Given task 1 = From the function-types passage below, list every name or letter it assigns to the arrow operation or to either of the two types that operation joins.

======== Selection ========

This new definition is quite different from our other types. It allows constructing new types form existing types such as $\tnum \rightarrow \tnum$, $\tnum \rightarrow (\tnum \rightarrow \tnum)$, and $(\tnum \rightarrow \tnum) \rightarrow \tnum$. An informal name for the $\rightarrow$ operation is a type former or a type function that takes two types and generates a new type. Just like + takes two numbers and generates a new number, $\rightarrow$ will take two types and generate a new type. The left type is called the domain and the right type the range of the function type. If no parentheses are included, we assume that $\rightarrow$ is right associative. We will often use D for the domain type and the R for the range type.

======== Material for this task ========

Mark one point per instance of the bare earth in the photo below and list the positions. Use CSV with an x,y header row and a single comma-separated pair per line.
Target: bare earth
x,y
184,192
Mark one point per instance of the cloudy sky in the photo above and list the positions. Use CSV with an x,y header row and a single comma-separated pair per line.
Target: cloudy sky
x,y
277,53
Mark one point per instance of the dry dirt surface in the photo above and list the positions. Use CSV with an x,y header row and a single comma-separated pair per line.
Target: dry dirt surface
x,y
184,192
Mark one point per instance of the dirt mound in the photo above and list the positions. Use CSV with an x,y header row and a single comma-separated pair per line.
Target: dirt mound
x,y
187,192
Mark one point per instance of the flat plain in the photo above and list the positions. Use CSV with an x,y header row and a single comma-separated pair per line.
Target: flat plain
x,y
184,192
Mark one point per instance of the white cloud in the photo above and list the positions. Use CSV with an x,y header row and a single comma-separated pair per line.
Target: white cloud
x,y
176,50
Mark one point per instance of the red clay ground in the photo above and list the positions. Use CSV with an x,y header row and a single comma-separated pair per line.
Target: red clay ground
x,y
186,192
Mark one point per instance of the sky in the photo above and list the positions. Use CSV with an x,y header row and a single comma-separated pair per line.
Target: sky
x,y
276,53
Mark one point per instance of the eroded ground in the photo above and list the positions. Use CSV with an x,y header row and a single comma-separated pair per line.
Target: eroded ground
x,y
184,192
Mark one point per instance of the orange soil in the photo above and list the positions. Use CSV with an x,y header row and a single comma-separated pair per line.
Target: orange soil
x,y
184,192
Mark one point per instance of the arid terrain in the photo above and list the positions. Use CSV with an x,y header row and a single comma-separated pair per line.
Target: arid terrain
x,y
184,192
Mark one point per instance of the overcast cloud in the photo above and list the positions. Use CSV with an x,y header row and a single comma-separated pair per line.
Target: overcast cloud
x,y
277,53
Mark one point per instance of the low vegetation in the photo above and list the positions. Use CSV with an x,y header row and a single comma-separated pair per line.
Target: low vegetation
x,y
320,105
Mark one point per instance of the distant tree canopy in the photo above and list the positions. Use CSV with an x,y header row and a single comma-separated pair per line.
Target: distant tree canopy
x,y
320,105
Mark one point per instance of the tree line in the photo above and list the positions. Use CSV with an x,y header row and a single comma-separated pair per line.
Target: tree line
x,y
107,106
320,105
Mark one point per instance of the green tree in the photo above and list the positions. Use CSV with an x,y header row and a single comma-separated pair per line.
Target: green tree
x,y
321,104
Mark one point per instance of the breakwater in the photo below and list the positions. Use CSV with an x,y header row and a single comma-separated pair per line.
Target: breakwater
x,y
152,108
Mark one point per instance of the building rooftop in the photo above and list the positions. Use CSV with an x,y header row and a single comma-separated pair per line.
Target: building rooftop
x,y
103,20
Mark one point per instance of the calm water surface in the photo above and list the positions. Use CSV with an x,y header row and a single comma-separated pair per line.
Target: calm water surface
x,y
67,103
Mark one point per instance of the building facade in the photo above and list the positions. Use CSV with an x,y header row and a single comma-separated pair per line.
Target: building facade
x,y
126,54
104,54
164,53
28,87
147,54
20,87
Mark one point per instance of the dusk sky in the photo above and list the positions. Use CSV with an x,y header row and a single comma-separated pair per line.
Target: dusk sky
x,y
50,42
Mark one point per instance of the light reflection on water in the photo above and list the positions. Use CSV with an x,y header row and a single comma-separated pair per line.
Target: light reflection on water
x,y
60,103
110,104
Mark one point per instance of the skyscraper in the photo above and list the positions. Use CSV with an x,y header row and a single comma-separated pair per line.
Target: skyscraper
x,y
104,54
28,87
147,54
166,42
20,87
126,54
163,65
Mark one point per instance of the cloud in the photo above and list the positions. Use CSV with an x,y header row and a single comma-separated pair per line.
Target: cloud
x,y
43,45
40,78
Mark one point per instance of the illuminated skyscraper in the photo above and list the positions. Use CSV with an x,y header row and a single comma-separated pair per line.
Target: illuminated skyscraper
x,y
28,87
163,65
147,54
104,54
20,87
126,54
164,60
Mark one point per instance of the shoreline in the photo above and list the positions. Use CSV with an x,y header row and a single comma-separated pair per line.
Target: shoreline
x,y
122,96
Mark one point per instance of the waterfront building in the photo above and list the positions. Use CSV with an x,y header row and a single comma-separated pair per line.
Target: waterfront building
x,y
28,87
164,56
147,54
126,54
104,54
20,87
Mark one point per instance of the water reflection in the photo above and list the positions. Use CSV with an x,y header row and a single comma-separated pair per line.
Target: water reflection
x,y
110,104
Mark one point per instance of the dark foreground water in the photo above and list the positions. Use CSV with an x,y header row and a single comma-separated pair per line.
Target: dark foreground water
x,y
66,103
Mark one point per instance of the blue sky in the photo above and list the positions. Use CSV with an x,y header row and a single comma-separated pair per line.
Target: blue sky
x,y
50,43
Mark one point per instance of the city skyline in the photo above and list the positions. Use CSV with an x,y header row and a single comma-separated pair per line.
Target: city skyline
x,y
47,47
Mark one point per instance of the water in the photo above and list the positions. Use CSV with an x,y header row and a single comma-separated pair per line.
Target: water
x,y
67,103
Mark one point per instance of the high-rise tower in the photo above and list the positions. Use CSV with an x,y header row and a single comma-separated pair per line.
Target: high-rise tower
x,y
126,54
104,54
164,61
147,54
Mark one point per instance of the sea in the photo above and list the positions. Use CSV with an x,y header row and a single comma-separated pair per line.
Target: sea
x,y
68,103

========

Given task 2 = Extract every line of the records above that contains the string "high", matching case exactly.

Written response 1 =
- type former (the arrow operation)
- type function (the arrow operation)
- domain (the left type)
- D (the domain type)
- range (the right type)
- R (the range type)

Written response 2 =
Mark one point per instance of the high-rise tower in the photo above and list the positions. Use CSV with an x,y header row and a single comma-separated pair per line.
Target: high-rise tower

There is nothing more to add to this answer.